PROBLEMS TO SOLVE:
a: From the passage on the MACD trading strategy, quote the stretch from "Our trading strategy will" through "Rb <- Return.calculate(z$IEF)".
b: In the passage on the MACD trading strategy, list every parameter named in the definition of the function simpleRule.

Our trading strategy will be to buy (go long on) INTC when the MACD exceeds the signal, and to sell all INTC and buy IEF (10-year treasuries, a benchmark and safe haven for our cash) when the MACD goes below the signal. We can compare the performance of INTC to our benchmark IEF by looking at the cumulative returns:
Rb <- Return.calculate(z$IEF)
chart.CumReturns (cbind (Ra,Rb), main='Returns', legend.loc='topright')
INTC was handily outperforming our benchmark IEF until early 2008. Since then there have been periodic small rallies which our trading strategy may be able to capitalize on.
The key here is optimizing our trading strategy to detect these short rallies. The MACD depends on three parameters nFast, nSlow and nSig, and varying any or all of them might result in better (or worse!) overall performance. We can write a simple function to calculate the returns from our trading strategy given these parameters. Given a series of indicators z (in our example, the INTC close) and the MACD parameters, it takes a long position on the return series long on a buy signal and reverts to the benchmark series otherwise:
# Define a very simple MACD-based example trading rule. This rule
# takes a buy or sell position on the 'long' instrument,
# converting into the 'benchmark' instrument on the sell signal.
simpleRule <- function (z, fast=12, slow=26, signal=9, long, benchmark)
{
x <- MACD(z, nFast=fast, nSlow=slow, nSig=signal, maType="EMA")
position <- sign(x[,1]-x[,2])
s <- xts(position,order.by=index(z))
return (long*(s>0) + benchmark*(s<=0))
}
We can apply this rule using the parameter values used in the chart above:
R <- simpleRule (z$INTC, fast=12, slow=26, signal=9, long=Ra, benchmark=Rb)
chart.CumReturns(R, main="nFast=12 nSlow=26 nSig=9")

INFORMATION PROVIDED:
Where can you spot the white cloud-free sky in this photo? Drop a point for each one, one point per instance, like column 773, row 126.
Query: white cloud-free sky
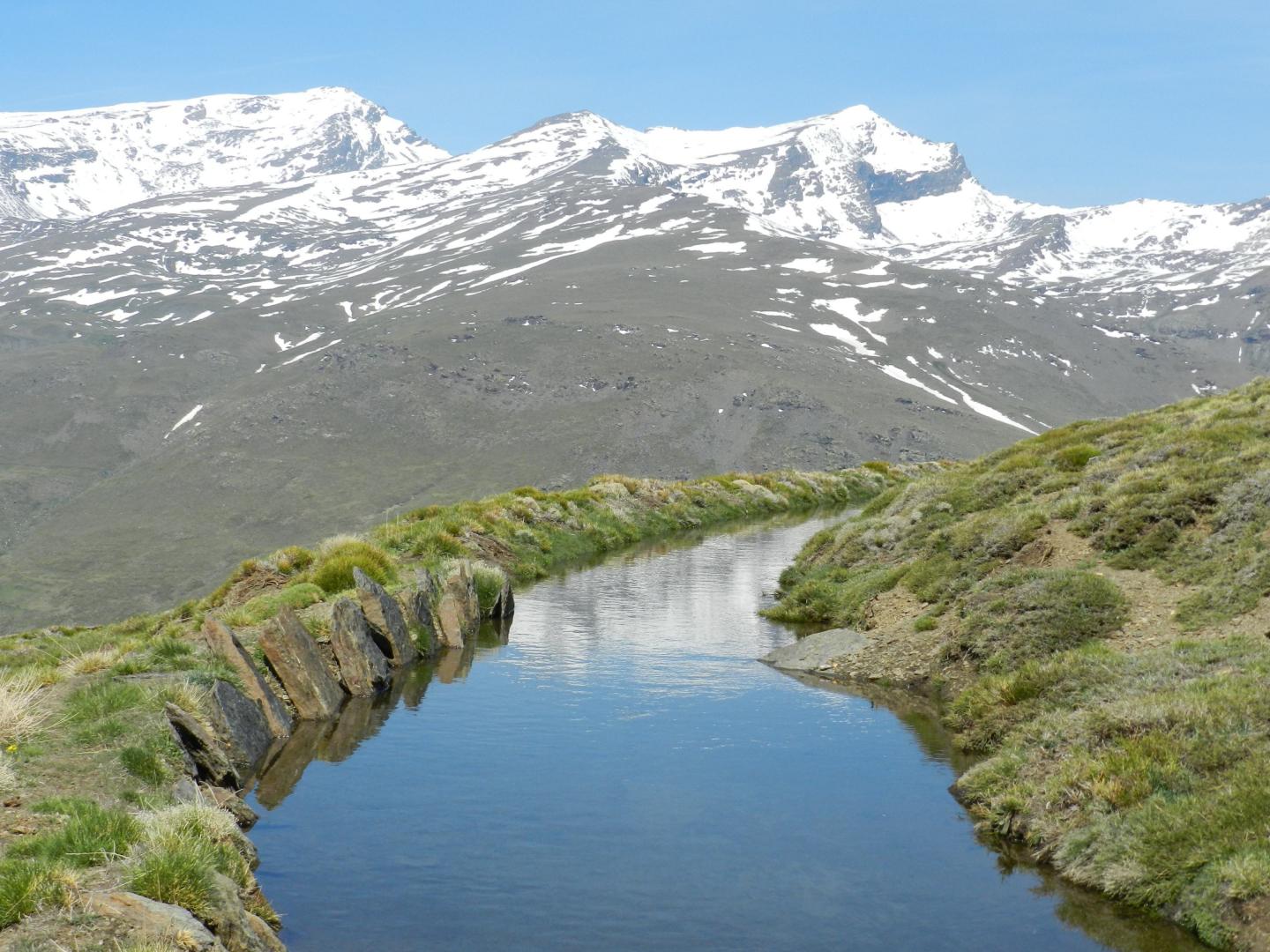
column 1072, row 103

PER-TASK ANSWERS:
a:
Our trading strategy will be to buy (go long on) INTC when the MACD exceeds the signal, and to sell all INTC and buy IEF (10-year treasuries, a benchmark and safe haven for our cash) when the MACD goes below the signal. We can compare the performance of INTC to our benchmark IEF by looking at the cumulative returns:
Rb <- Return.calculate(z$IEF)

b: z, fast, slow, signal, long, benchmark